What the exercise asks -> Reproduce verbatim every line of the rows below, from the first line up to and including the line that contains "[(147, 328), (237, 338), (257, 281), (541, 309)]".

**** Records supplied

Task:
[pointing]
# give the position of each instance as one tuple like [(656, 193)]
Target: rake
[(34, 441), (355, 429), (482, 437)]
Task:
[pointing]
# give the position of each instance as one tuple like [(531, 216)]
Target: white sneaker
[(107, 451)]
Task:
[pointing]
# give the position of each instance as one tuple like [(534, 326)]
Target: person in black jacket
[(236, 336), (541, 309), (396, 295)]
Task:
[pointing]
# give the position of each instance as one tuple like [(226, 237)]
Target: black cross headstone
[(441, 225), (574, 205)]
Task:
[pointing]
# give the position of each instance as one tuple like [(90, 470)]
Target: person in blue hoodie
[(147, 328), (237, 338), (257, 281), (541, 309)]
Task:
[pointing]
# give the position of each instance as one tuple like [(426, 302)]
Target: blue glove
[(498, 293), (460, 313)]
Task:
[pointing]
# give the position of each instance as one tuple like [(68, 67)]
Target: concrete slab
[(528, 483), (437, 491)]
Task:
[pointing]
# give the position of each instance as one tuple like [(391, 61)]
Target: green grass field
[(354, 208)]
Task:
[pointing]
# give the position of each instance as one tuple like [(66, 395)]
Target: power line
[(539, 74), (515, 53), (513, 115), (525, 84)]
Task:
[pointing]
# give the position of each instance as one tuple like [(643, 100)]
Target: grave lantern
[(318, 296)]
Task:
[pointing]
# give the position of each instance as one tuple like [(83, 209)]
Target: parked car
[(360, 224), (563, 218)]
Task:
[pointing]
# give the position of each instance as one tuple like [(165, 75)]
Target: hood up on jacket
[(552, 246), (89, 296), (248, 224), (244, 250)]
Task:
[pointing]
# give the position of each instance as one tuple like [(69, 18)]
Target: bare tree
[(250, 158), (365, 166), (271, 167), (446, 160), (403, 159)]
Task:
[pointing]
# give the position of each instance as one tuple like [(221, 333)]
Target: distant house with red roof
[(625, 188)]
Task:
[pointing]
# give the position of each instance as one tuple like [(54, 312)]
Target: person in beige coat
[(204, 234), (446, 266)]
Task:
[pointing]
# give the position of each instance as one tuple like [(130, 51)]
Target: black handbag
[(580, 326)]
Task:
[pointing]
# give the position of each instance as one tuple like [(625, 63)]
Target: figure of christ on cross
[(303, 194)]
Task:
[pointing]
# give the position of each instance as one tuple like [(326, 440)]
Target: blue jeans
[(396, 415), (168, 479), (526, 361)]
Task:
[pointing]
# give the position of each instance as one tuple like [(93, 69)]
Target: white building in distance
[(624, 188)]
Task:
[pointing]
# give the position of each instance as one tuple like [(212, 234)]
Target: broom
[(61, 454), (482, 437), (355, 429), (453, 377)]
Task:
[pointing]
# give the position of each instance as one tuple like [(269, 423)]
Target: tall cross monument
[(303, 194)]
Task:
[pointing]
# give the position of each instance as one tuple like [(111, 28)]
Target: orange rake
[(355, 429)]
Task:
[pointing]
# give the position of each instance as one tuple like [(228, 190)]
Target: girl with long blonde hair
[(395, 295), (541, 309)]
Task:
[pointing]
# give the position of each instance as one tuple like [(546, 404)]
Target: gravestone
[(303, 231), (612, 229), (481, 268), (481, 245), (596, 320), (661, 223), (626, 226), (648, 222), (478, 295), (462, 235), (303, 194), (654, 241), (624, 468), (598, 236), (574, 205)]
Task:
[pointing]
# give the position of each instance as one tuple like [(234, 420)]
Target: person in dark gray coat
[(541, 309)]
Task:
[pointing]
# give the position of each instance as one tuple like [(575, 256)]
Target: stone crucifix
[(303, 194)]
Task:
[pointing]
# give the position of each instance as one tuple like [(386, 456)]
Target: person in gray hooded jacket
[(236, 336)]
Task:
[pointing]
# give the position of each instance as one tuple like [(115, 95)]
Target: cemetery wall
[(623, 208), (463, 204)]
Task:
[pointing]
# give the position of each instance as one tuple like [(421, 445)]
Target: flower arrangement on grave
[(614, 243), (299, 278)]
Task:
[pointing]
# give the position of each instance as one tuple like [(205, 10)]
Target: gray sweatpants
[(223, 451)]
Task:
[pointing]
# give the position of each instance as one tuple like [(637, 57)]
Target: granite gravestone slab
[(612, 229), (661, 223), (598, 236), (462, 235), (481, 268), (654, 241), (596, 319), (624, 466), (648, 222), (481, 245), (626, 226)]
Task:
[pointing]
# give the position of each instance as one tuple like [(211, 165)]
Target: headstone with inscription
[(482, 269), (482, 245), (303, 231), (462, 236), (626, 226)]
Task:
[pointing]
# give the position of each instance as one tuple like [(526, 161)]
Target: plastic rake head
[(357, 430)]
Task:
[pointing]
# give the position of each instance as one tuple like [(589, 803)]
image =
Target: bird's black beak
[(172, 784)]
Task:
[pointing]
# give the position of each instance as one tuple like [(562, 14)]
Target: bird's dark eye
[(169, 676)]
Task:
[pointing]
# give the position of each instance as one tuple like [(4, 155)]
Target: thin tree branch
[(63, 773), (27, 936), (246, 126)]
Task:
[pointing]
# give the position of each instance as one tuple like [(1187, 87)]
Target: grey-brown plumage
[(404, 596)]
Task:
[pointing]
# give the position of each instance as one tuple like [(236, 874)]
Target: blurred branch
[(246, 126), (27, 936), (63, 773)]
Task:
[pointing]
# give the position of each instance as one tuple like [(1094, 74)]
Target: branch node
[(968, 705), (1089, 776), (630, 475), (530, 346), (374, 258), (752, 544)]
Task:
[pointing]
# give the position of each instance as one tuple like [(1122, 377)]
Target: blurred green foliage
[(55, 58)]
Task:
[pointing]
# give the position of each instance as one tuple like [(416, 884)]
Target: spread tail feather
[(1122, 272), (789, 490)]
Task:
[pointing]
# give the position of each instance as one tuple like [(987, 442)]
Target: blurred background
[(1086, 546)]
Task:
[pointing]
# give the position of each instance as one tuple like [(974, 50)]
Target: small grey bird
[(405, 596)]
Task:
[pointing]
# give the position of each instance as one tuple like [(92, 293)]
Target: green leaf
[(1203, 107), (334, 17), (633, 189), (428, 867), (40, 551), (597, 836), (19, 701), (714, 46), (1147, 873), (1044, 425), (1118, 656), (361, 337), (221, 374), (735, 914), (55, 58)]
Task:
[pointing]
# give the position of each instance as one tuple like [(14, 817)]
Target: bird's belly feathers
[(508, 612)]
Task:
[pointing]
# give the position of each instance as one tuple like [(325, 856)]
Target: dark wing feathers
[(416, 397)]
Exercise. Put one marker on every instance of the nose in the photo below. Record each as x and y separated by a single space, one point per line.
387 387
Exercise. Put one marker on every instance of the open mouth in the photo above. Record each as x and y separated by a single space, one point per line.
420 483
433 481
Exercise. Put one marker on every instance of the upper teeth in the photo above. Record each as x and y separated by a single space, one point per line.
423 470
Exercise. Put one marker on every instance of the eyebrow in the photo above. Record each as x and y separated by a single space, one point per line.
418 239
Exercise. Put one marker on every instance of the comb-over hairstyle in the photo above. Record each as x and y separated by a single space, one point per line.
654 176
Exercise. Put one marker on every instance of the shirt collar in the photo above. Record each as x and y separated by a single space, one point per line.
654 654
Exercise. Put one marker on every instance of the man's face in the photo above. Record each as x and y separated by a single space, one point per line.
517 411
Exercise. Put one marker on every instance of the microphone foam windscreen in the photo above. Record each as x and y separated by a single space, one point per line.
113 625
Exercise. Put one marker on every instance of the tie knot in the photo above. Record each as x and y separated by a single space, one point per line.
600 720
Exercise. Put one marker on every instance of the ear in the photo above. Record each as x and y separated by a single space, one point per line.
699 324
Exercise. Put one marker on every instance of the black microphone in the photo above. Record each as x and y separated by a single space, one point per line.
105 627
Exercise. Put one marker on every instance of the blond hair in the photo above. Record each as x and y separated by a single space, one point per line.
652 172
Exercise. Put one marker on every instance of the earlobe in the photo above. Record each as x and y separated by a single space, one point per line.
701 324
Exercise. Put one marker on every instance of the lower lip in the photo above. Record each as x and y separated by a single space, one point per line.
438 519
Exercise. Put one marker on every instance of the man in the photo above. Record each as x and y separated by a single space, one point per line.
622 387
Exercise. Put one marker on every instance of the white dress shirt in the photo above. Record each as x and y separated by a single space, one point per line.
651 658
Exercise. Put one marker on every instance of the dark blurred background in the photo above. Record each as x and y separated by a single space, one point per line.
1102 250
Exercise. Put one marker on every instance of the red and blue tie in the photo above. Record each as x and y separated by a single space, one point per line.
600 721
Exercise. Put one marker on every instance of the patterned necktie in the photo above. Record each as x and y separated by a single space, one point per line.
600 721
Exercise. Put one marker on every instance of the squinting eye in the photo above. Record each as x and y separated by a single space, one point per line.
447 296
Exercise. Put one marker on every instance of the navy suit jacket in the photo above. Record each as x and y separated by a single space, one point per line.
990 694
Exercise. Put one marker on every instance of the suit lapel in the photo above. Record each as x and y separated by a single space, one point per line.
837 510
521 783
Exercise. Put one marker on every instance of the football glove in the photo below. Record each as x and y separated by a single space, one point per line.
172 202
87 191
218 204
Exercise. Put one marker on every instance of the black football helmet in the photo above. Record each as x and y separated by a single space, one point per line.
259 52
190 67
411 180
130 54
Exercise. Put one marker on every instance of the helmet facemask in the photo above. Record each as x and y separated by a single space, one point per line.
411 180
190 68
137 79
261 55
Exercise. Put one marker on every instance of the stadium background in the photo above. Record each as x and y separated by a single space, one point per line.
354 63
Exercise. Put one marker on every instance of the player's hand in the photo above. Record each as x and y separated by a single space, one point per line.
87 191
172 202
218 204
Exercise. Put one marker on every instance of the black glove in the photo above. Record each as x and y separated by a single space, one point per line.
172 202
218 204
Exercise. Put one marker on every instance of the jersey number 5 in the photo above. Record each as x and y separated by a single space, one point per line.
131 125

********

Expected answer ->
Task:
[pointing]
# give the position of each instance as one tuple like [(656, 193)]
Target: rake
[(34, 441), (355, 429), (482, 437)]
Task:
[pointing]
# give the position of each instance as one tuple like [(531, 216)]
Target: white sneaker
[(107, 451)]
Task:
[pointing]
# give the position of each instance as one tuple like [(534, 326)]
Target: person in black jacket
[(236, 336), (541, 309), (396, 295)]
Task:
[pointing]
# give the position of each instance as one tuple like [(226, 237)]
Target: black cross headstone
[(441, 225), (574, 205)]
Task:
[pointing]
# give the position of each instance as one tuple like [(90, 470)]
Target: person in blue hoodie
[(147, 328), (237, 338), (257, 281), (541, 309)]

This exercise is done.